(PROVIDED INFORMATION)
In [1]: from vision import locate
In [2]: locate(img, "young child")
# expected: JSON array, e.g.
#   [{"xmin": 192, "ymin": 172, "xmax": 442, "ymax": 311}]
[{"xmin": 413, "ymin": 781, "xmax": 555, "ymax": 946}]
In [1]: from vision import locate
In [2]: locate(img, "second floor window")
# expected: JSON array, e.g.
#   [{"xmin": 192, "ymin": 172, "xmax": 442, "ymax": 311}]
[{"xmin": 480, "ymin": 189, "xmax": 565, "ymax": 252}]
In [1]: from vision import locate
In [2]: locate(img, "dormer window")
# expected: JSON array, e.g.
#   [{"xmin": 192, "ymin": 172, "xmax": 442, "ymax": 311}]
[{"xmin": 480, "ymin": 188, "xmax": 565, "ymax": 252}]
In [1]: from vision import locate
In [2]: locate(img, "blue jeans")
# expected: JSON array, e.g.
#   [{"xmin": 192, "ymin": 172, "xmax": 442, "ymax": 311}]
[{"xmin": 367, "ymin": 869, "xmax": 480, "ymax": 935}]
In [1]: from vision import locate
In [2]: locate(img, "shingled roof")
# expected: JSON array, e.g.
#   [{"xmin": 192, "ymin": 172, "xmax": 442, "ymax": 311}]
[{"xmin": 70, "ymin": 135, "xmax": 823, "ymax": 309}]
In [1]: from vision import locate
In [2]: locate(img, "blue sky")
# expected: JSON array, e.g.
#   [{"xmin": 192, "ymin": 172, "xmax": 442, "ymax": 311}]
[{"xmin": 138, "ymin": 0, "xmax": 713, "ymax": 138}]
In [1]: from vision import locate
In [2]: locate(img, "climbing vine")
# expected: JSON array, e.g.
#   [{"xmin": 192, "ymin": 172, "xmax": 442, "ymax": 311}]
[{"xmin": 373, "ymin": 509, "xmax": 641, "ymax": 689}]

(WHAT IS ASKED) Write down the full listing again, exactly.

(SOLUTION TO THIS PROBLEM)
In [1]: from vision import locate
In [2]: locate(img, "young child")
# expected: JSON array, e.g.
#   [{"xmin": 192, "ymin": 172, "xmax": 442, "ymax": 311}]
[{"xmin": 413, "ymin": 781, "xmax": 555, "ymax": 946}]
In [1]: from vision import locate
In [2]: locate(img, "second floor window")
# expected: JSON array, e.g.
#   [{"xmin": 192, "ymin": 172, "xmax": 442, "ymax": 311}]
[{"xmin": 480, "ymin": 189, "xmax": 565, "ymax": 252}]
In [1]: from vision import locate
In [2]: locate(img, "dormer window")
# expected: JSON array, e.g.
#   [{"xmin": 192, "ymin": 172, "xmax": 442, "ymax": 311}]
[{"xmin": 480, "ymin": 188, "xmax": 565, "ymax": 252}]
In [1]: from vision import locate
In [2]: locate(img, "blue jeans")
# expected: JSON array, e.g.
#   [{"xmin": 192, "ymin": 172, "xmax": 442, "ymax": 311}]
[{"xmin": 367, "ymin": 869, "xmax": 480, "ymax": 935}]
In [1]: from vision import locate
In [2]: locate(img, "shingled roof")
# expected: JSON array, e.g.
#   [{"xmin": 192, "ymin": 172, "xmax": 442, "ymax": 311}]
[{"xmin": 70, "ymin": 135, "xmax": 823, "ymax": 309}]
In [1]: from vision import locate
In [2]: locate(img, "blue sky")
# expected: JSON array, e.g.
#   [{"xmin": 192, "ymin": 172, "xmax": 442, "ymax": 311}]
[{"xmin": 138, "ymin": 0, "xmax": 713, "ymax": 138}]
In [1]: from vision import locate
In [2]: locate(img, "climbing vine")
# expected: JSON array, e.g.
#   [{"xmin": 192, "ymin": 172, "xmax": 442, "ymax": 311}]
[{"xmin": 373, "ymin": 509, "xmax": 641, "ymax": 689}]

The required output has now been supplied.